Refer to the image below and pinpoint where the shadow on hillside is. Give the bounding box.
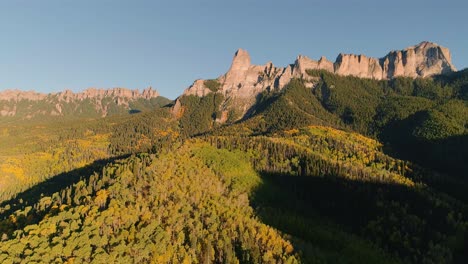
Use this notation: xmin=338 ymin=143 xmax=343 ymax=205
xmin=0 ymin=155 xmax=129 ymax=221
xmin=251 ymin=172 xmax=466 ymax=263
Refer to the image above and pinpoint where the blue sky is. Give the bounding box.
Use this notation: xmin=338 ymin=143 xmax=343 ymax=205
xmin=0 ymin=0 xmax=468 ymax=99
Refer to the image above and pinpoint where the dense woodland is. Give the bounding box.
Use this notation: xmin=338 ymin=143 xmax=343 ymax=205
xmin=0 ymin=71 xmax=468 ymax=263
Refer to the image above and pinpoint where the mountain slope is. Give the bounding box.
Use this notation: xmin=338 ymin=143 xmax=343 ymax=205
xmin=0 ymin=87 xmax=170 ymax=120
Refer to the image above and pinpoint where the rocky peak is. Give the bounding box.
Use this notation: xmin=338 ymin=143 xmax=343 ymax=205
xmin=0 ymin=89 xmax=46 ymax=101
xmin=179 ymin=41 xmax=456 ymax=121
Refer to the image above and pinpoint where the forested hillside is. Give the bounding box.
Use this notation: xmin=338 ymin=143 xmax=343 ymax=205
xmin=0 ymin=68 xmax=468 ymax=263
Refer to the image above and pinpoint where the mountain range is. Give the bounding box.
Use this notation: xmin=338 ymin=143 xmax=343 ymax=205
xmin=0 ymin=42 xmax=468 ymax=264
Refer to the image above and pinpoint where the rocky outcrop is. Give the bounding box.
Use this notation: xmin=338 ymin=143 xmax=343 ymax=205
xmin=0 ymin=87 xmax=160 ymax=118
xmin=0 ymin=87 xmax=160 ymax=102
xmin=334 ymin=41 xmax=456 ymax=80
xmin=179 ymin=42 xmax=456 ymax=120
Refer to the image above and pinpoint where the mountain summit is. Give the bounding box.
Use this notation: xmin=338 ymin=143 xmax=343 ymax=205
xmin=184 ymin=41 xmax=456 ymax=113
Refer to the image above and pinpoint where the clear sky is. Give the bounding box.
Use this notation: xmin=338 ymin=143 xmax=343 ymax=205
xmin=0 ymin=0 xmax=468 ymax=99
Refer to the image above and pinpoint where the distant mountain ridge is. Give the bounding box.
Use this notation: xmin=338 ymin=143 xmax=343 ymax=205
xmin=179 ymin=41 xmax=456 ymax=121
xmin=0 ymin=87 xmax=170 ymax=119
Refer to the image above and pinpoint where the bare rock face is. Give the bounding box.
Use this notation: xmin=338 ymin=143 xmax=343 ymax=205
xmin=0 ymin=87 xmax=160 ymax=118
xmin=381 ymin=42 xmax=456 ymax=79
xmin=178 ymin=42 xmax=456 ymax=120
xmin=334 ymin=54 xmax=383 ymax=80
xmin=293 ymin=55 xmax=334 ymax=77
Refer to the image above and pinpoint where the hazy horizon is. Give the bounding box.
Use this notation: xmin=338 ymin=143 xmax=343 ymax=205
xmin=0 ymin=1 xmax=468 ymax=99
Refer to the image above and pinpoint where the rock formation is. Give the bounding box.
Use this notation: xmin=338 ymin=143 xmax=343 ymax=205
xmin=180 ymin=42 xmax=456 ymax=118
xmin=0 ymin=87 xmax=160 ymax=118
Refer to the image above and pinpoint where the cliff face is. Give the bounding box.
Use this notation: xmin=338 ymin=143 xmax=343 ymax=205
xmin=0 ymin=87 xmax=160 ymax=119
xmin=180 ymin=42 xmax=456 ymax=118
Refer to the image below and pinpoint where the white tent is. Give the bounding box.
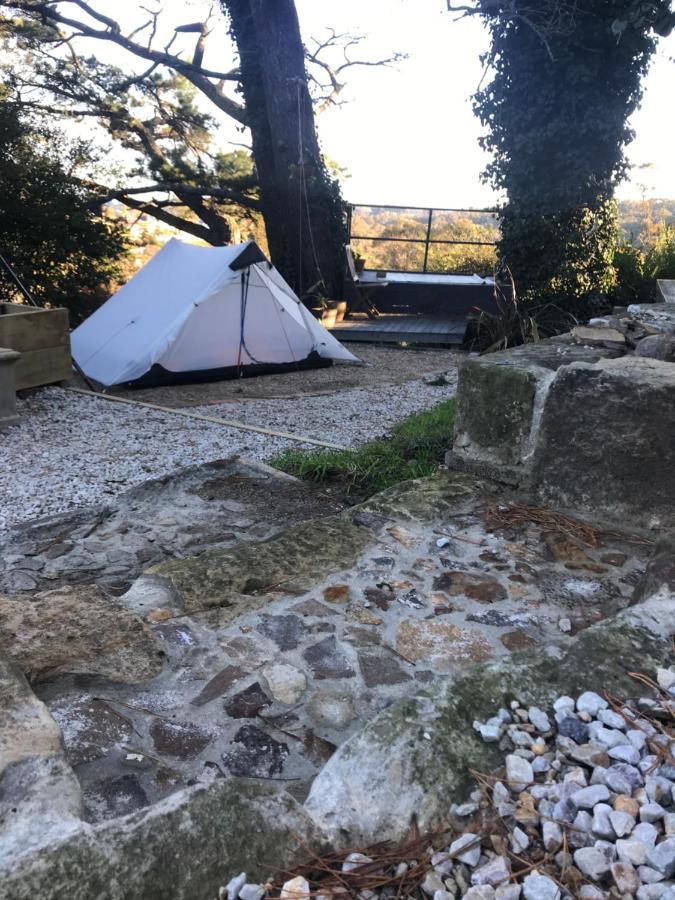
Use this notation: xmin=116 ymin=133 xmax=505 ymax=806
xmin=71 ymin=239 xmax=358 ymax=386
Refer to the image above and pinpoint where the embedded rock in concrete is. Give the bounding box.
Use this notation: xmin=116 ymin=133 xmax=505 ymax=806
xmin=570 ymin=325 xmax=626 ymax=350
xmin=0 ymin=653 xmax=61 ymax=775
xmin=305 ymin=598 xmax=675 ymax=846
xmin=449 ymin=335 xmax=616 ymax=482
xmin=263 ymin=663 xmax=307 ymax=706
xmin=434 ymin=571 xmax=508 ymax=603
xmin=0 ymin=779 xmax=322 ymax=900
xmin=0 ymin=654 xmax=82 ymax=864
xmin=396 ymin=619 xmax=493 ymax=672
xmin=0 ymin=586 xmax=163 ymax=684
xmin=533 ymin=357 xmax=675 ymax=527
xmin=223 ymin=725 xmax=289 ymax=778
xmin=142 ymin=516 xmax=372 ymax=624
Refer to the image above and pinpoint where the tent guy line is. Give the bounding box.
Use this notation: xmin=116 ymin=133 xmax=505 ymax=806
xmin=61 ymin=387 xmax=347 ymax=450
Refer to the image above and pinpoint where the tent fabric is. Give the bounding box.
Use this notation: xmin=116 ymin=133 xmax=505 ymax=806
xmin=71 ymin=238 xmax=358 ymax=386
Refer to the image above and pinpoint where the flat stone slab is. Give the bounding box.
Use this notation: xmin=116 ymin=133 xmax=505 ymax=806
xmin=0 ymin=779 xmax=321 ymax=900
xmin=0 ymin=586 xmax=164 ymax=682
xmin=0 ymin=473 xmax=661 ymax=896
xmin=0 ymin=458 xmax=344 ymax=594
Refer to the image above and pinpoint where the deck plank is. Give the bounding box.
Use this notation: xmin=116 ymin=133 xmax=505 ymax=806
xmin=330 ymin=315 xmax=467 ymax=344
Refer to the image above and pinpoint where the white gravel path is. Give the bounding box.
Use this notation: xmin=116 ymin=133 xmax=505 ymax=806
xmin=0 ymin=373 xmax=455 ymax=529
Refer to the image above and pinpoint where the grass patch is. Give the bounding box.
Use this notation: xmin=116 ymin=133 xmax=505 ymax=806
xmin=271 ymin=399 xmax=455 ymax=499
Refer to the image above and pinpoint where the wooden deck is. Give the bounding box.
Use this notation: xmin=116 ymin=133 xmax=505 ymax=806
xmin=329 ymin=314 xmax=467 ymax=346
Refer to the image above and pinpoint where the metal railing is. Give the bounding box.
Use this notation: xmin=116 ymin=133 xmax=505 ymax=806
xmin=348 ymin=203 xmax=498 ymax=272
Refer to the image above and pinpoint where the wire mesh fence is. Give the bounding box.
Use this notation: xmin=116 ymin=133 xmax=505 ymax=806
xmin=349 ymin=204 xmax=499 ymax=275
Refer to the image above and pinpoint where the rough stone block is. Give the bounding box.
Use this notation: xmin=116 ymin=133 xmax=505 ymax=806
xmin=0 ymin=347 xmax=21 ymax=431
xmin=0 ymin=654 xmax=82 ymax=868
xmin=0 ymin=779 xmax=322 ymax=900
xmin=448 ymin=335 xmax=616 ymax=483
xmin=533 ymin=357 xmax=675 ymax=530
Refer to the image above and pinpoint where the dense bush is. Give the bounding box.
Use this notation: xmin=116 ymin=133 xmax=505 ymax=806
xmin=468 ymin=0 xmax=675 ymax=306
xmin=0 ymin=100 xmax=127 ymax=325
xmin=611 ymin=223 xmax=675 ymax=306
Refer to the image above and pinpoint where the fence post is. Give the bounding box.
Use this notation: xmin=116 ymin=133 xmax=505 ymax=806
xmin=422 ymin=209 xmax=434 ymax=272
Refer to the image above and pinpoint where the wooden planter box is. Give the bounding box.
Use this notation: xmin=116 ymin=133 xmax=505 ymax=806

****************

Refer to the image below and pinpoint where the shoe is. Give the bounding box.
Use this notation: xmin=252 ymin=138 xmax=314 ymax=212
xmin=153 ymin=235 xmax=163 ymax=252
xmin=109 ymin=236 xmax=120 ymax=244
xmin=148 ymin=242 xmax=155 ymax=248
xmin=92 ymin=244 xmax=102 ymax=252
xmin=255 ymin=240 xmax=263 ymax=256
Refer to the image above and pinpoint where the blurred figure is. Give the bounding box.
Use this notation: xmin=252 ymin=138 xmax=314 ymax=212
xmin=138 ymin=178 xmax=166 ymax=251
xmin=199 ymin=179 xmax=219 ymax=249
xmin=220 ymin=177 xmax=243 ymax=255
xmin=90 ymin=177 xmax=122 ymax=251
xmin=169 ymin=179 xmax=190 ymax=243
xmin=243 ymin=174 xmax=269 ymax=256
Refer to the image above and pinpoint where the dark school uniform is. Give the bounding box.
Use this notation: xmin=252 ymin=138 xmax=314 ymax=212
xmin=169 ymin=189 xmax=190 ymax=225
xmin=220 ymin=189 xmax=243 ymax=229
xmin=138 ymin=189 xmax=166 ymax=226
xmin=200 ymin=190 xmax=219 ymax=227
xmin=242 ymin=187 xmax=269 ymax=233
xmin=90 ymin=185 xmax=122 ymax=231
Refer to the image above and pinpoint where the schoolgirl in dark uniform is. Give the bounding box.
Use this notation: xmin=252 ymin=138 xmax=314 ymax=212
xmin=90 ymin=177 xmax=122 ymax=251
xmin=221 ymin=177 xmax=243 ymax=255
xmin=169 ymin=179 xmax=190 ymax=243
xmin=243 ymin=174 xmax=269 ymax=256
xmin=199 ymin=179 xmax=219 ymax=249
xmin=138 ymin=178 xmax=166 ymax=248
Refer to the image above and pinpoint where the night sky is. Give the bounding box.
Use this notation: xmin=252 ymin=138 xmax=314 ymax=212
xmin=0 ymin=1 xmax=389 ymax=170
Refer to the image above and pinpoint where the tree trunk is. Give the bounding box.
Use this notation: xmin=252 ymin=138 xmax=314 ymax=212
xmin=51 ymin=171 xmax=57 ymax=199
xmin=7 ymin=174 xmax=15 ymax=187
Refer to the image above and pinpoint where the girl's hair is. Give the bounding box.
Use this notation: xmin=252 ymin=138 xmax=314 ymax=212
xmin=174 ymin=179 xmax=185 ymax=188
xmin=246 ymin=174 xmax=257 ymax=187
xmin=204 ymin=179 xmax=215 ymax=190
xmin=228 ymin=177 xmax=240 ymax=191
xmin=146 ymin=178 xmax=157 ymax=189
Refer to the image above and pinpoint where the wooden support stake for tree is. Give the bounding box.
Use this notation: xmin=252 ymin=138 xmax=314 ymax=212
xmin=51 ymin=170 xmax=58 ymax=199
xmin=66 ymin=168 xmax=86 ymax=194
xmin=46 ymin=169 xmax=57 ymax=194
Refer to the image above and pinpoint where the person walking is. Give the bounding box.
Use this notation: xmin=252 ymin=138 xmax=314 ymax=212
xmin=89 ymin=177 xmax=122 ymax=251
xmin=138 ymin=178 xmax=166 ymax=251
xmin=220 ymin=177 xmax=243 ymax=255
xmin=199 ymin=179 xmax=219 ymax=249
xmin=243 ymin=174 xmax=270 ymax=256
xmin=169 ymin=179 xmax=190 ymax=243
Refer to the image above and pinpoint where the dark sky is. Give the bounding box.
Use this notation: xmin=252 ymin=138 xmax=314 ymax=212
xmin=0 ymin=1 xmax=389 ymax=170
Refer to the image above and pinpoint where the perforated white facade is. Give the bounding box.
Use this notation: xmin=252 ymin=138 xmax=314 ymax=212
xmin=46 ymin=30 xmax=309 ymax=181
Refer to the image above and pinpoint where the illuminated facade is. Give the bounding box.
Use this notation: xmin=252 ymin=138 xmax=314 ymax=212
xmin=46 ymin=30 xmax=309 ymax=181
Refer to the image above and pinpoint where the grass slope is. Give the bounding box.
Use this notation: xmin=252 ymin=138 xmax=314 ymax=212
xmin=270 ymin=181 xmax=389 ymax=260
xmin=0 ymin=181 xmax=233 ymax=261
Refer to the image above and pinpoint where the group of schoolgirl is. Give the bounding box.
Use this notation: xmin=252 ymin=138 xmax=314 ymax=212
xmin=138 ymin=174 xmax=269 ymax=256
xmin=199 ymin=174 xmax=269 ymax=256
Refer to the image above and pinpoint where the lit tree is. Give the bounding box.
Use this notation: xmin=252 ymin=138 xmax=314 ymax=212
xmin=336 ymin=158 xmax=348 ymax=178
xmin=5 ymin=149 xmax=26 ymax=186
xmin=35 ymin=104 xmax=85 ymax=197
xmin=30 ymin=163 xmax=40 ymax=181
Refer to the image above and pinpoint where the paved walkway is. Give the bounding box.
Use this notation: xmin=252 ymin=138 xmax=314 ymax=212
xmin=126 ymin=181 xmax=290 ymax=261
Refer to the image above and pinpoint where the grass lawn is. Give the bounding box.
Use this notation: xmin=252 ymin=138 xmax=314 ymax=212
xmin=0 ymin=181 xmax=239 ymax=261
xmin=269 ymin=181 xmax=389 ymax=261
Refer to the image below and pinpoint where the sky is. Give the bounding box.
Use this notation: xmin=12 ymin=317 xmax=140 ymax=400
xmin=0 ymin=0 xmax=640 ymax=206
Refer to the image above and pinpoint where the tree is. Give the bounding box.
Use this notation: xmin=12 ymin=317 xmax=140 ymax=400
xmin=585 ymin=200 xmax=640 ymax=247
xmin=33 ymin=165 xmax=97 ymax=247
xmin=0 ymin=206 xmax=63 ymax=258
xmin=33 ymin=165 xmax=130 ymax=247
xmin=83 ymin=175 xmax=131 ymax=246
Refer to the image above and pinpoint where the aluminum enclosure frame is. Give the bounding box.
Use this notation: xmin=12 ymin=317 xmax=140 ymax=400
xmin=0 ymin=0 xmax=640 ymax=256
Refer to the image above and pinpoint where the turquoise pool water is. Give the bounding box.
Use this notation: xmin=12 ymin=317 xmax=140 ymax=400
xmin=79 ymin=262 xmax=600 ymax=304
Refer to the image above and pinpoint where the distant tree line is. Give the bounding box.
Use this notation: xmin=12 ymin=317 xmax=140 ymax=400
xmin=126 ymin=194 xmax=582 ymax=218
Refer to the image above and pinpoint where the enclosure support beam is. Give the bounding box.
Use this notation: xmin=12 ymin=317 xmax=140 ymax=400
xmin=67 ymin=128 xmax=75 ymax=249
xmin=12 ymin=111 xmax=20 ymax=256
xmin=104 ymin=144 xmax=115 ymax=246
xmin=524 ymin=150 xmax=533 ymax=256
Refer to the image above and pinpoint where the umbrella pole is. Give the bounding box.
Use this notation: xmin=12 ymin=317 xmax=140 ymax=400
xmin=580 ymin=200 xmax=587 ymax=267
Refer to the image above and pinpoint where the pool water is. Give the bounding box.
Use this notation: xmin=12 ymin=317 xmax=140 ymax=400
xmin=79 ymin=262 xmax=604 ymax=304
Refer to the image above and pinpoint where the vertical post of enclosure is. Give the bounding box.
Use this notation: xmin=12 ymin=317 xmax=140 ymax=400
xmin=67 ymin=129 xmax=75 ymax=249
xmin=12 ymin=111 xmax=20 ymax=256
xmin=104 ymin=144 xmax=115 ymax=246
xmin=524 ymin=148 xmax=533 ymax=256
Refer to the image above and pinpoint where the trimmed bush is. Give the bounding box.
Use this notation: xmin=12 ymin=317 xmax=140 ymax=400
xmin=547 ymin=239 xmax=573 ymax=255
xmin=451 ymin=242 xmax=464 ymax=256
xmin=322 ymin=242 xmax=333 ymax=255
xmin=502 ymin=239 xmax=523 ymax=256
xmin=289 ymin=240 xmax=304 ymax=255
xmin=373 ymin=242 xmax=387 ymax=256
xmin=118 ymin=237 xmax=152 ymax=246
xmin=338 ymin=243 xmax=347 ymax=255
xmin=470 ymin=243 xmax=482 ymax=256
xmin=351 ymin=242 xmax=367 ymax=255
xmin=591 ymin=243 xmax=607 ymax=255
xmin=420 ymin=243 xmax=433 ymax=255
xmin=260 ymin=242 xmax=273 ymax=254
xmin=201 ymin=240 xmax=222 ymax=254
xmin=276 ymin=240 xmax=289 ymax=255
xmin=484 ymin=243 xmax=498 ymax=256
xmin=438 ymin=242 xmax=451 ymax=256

****************

Short exercise: Swap "stone slab" for "concrete slab" in the stretch from the line containing "Refer to the image above and pinpoint where the flat" through the line containing "xmin=0 ymin=458 xmax=344 ymax=594", and give those lines again with nothing else changed.

Expected answer:
Refer to the image above and pinpoint where the flat concrete slab is. Give the bounding box.
Use this notation: xmin=116 ymin=133 xmax=505 ymax=806
xmin=0 ymin=779 xmax=321 ymax=900
xmin=0 ymin=586 xmax=164 ymax=682
xmin=0 ymin=473 xmax=661 ymax=896
xmin=0 ymin=458 xmax=344 ymax=594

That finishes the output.